Podsumowanie miesiąca. Maj 2015

Maj rozpoczęłam upadkiem z dużej wysokości. Na Wings For Life poddałam się zupełnie, przegrałam ze swoją głową, ciałem i ambicjami. Bolesne, ale potrzebne. Zrozumiałam gdzie jestem i ile w tym momencie zależy ode mnie. Upadek sprawił, że wzięłam się w garść, przestałam myśleć o tym co za mną i całą koncentrację skierowałam na mądrym trenowaniu. Czuję, że to był niesamowity przełom. Od 5 maja trenowałam bardzo mocno, ale stopniowo dodając obciążenia i nie oczekując cudów. Głęboki wdech, motywacja na najwyższym poziomie i wiara we własne siły i swój trening. Dzięki temu przebiegłam w maju ponad 444 km!!! (to absolutny rekord na tę chwilę). Nic nie przeszkadzało mi w treningu, organizm w końcu zaczyna łapać o co mi chodzi, jestem w stanie szybko się regenerować i muszę przyznać, że pierwszy raz w życiu jestem zadowolona z większości treningów, które zrobiłam. Ba! Są takie, z których chodziłam dumna przez kilka dni.
W realizowaniu mocniejszych założeń i utrzymaniu motywacji do ostatniego metra pomagali mi Bartek, Paweł, a w ostatnim tygodniu moja siostra Marta na rowerze. Dzięki Nim zaliczyłam kilka treningów jak prawdziwy zawodowiec, po cichu liczę, że lubią mnie prowadzić i mają ochotę na więcej.
Mój plan na maj był prosty w swych założeniach, ale z każdym kolejnym dniem coraz bardziej wymagający. W końcu bez problemu i zbyt dużego zmęczenia biegam średnio 100 km w tygodniu, a jak wyglądały te kilometry? W tygodniu realizuję 2-3 akcenty, reszta to biegi regeneracyjne, czasem więcej drugiego zakresu jak mam siłę. Tydzień przed zawodami easy mieszam z przebieżkami.

● **Przekazane informacje**
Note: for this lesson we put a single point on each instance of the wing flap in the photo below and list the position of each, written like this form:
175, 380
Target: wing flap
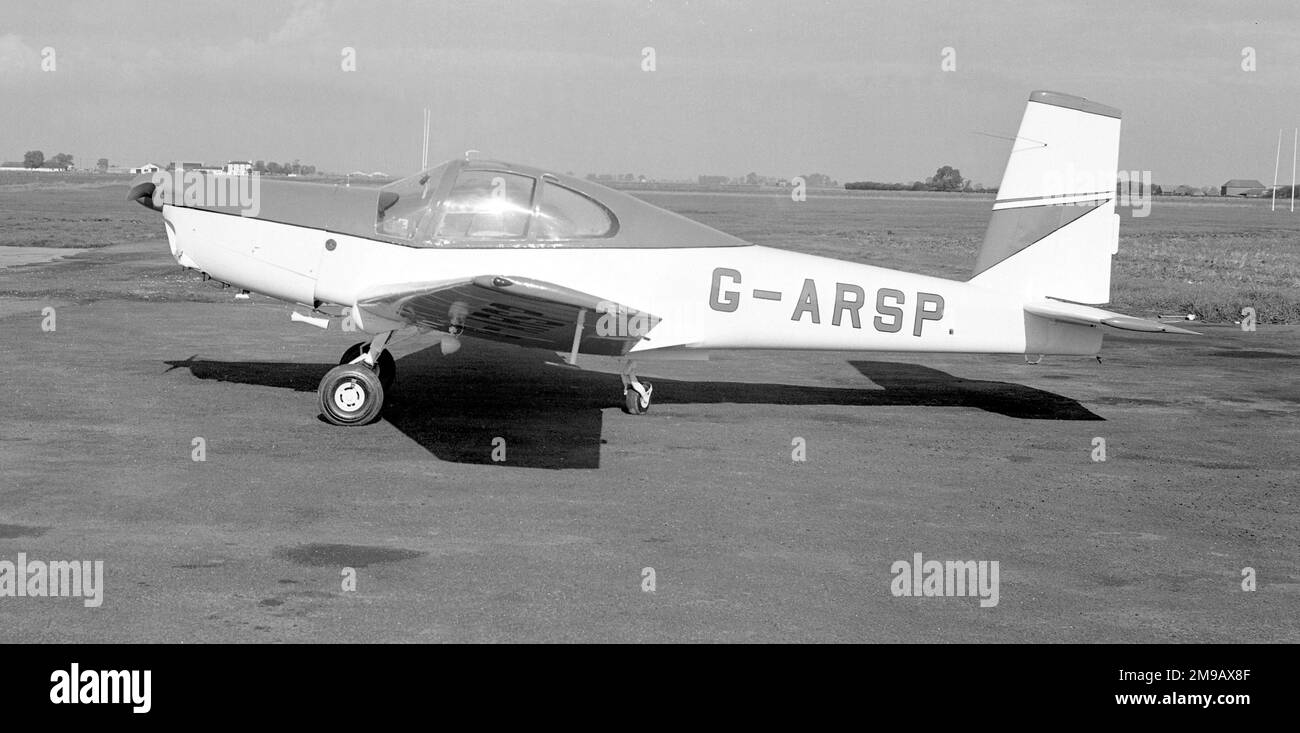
512, 309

● **Cel zadania**
Proszę dopisać dalszy ciąg podsumowania majowych treningów biegowych, zaczynając zaraz po jego ostatnim zdaniu.

● **Odpowiedź**
Podbiegi 10 x 300 m (raz w tygodniu, chyba że o teren ciężko)
BNP 15-20 (stosuję różne kompilacje, moja ulubiona zawiera tempa na wszystkich ważnych dla mnie dystansach: 42, 21, 10, 5)
Drugi zakres ( biegam zawsze, gdy nie mam ochoty na nic więcej)
Interwały/biegi progowe 10×1000, 4x2000m, 3x3000m (w zależności od tygodnia, miejsca i poziomu zmęczenia wybieram jedną z opcji, tempo na dychę lub połówkę w przypadku trójek)
Jak widzicie naprawdę nie ma w tym dużej filozofii, ale dużo ciężkiej pracy.
16 maja poprawiłam życiówkę w Półmaratonie Hajnowskim (1:28:49). Bieg zniosłam rewelacyjnie, pomimo trudnych warunków, mocnego wiatru i zerowego odżywiania na trasie (chyba służy mi taka taktyka) czułam się świetnie i miałam w sobie mnóstwo siły na biesiadowanie do późnych godzin nocnych. Dobiegłam jako 4 kobieta, 1 w swojej kategorii wiekowej (do 29 l.). Ten bieg to moje małe zwycięstwo nad sobą w tym roku. Po starcie nie odpoczywałam zbyt długo, szłam zgodnie z planem. Z pełnego treningu wystartowałam 26 maja w On The Run PGE, który wygrałam. Było ciężko, na zmęczonych codziennymi treningami nogach pobiegłam 5 k w błocie i po ciemku w 19:26. Po tym biegu poczułam już jednak mocne zmęczenie, które przeciągnęłam treningami do końca miesiąca. Dziś leżę i piszę tego posta naprawdę już mocno zmęczona i właściwie jedyne o czym myślę to sauna i skok do jeziora!
Ach! Może jeszcze tylko dodam coś o planach na kolejny miesiąc. W czerwcu zbieram kilometry dalej i pracuję nad bazą do planu maratońskiego, po drodze jednak wrzucę trochę krótszych mocniejszych odcinków i powalczę ze swoją życiówką na dychę. Czas ją ruszyć!
Pozdrawiam!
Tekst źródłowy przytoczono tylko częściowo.